■ YOUR INSTRUCTIONS ■
Exactly as written, transcribe the lines that run from the one containing "of the shadowed" to the end of the records below.

Point placement records
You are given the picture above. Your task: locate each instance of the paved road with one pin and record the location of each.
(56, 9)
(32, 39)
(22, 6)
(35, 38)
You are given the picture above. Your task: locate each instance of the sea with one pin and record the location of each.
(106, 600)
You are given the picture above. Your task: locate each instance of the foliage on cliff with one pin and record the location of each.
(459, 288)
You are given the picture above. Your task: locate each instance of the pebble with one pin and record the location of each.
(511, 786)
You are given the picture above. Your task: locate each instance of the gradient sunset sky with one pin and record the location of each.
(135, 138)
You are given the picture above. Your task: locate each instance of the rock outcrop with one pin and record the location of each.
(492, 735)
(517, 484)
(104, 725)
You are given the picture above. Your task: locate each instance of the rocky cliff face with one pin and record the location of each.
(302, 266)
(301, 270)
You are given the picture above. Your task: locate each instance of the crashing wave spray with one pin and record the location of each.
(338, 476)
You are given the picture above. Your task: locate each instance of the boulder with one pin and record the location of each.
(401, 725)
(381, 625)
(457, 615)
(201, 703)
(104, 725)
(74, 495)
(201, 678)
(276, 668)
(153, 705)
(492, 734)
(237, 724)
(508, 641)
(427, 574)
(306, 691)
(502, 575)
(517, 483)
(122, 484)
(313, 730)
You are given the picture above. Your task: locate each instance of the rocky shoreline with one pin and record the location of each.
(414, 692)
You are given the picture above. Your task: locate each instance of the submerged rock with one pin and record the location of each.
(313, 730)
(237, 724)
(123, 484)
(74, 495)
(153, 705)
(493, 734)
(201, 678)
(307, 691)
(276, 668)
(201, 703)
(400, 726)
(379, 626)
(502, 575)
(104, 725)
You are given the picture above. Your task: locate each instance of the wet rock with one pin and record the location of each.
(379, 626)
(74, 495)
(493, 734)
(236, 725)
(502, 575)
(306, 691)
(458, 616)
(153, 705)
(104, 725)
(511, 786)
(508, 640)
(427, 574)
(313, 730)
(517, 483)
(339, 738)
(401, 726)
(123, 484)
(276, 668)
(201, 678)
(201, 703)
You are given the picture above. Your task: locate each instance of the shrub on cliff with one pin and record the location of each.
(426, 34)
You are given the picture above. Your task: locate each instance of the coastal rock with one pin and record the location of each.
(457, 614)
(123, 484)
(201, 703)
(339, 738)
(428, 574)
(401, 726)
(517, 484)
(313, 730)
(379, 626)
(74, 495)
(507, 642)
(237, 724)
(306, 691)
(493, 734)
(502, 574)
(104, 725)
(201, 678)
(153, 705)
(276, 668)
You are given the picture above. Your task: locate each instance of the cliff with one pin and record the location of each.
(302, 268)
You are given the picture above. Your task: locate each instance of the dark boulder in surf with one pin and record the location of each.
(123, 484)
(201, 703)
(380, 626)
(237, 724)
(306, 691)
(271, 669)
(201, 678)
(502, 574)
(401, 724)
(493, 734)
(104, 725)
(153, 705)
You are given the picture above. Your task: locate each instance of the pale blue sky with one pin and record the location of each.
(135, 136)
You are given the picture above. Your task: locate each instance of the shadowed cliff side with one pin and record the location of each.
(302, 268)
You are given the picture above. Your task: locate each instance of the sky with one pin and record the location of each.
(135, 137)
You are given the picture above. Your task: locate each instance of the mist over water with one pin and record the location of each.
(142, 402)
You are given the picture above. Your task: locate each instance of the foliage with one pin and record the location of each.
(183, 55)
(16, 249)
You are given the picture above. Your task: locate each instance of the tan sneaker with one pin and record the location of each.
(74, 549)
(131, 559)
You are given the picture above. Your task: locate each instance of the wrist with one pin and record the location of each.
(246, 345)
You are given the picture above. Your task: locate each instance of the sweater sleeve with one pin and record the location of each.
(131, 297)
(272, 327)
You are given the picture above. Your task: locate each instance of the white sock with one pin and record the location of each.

■ EXERCISE RESPONSE ■
You are given the picture above. Your task: locate each instance of the shadowed cliff side with one pin and record the location of each.
(302, 268)
You are given the picture above. Your task: locate each instance of the sky with one pin and record the location of each.
(135, 137)
You are given the picture above. Your task: locate each instance of the mist over water with one pin and record the location of each.
(142, 402)
You are given the picture above. Your task: locate each instance of the foliage with one pin and record the location of each.
(183, 55)
(16, 249)
You are given the picture above. Your task: locate each instance of the tan sneaker with one pin and record the location of each.
(74, 549)
(131, 559)
You are given the picture above. Your task: locate each instance of the wrist with one pin and record the location of each.
(246, 345)
You are given the picture above. Your task: locate each instance of the sweater sleeve with one pin and record the location of each.
(131, 297)
(272, 327)
You are given the picture above. Your task: locate each instance of the white sock with one pin and record the location of each.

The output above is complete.